BEGIN Passage shown

So the DM begins crafting the encounter. He gives the thing HP, AC, attack and damage. He imagines it rising up out of the silt to try and capsize the ship and hit things with its infinite tentacles, and he imagines that a Combat-loving character would leap in and start beating that thing up. Cool!
It's a wild beast, so for an Interaction character, it might not be the juiciest challenge -- not exactly a critter made for conversation! But because it's an epic, hour-long scene, and the DM knows that D&D is a game that features the Three Pillars, he wonders about how he might include some NPC's. Perhaps the PC's ship isn't the only one caught in the tentacles of the Silt Horror! Any PC's strong on the Interaction pillar could use those NPC's by using their own powers and abilities: the NPC's cold be come a ragtag army fighting with the party with a little inspiration, or they might be encouraged to flee so that the heroic PC's could handle them, or maybe they can be manipulated into being juicier targets for the Silt Horror than the PC's, enabling the PC's to gain the edge for a time! That sounds cool -- the PC who wants to play the hero that persuades people can do that in this encounter, too. Now the encounter with the Silt Horror is happening just as the PC's stumble upon a Silt Horror attacking a ship -- turns out the noise and commotion attracted another one that attacks the PC's ship as they pass nearby! The DM can use hypothetical 5e rules like Morale or Leadership to adjudicate this, and is supported by 5e ideas like dirt-simple combatants (if you have a crew of 20, you don't need to spend 5 minutes on each member of the crew).

END Passage shown
BEGIN Record list

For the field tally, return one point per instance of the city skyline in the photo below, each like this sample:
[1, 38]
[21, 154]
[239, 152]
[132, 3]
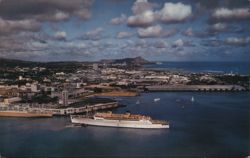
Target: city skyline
[86, 30]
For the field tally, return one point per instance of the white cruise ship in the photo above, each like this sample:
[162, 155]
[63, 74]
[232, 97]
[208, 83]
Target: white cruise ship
[127, 120]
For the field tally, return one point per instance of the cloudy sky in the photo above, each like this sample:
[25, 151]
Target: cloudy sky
[177, 30]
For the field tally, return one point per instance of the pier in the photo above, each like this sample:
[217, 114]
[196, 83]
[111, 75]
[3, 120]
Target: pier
[206, 88]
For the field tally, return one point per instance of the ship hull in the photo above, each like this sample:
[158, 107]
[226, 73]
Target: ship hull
[118, 123]
[22, 114]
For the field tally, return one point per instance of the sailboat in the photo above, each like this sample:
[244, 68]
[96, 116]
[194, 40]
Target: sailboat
[157, 99]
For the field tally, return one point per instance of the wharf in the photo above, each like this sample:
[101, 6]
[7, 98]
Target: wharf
[209, 88]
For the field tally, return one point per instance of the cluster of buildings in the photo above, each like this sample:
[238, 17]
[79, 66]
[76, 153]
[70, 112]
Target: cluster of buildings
[65, 88]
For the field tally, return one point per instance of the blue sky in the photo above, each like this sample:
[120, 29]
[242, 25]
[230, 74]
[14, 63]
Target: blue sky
[83, 30]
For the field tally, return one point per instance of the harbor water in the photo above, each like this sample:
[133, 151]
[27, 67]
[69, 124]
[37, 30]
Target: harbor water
[209, 125]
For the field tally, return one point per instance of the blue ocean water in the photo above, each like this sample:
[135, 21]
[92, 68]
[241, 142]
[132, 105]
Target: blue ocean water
[224, 67]
[214, 125]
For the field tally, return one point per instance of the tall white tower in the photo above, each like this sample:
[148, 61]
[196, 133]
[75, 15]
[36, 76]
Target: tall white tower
[65, 96]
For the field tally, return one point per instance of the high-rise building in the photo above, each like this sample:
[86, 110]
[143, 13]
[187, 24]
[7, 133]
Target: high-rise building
[65, 96]
[95, 66]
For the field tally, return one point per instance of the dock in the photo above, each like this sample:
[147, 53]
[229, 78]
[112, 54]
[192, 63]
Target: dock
[206, 88]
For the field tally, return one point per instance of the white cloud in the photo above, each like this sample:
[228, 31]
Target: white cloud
[10, 26]
[123, 34]
[175, 12]
[152, 31]
[119, 20]
[240, 41]
[94, 32]
[58, 16]
[141, 6]
[189, 32]
[144, 19]
[218, 27]
[225, 13]
[60, 35]
[179, 43]
[171, 12]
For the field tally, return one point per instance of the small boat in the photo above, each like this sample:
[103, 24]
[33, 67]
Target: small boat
[192, 99]
[157, 99]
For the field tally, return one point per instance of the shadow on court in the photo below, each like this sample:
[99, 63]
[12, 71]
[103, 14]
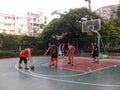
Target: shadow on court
[84, 75]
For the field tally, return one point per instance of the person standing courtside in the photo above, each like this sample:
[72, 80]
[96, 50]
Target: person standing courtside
[23, 57]
[54, 55]
[71, 52]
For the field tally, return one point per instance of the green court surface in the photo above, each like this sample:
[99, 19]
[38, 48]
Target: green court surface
[100, 76]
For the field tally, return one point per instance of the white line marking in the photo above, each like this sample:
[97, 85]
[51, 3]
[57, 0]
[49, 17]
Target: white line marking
[74, 82]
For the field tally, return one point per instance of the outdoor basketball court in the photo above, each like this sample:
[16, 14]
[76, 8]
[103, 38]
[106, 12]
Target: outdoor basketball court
[84, 75]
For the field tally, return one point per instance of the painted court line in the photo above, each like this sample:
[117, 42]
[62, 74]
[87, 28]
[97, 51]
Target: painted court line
[59, 80]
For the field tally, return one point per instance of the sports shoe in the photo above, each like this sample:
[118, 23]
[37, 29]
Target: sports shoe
[20, 67]
[26, 68]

END Record list

Using the passage about the Silt Horror encounter, answer these:
1. What four things does the DM first give the creature?
2. Which game does the DM know features the Three Pillars?
3. What crew size does the passage use to show you don't need five minutes on each member?

1. HP, AC, attack and damage.
2. D&D.
3. A crew of 20.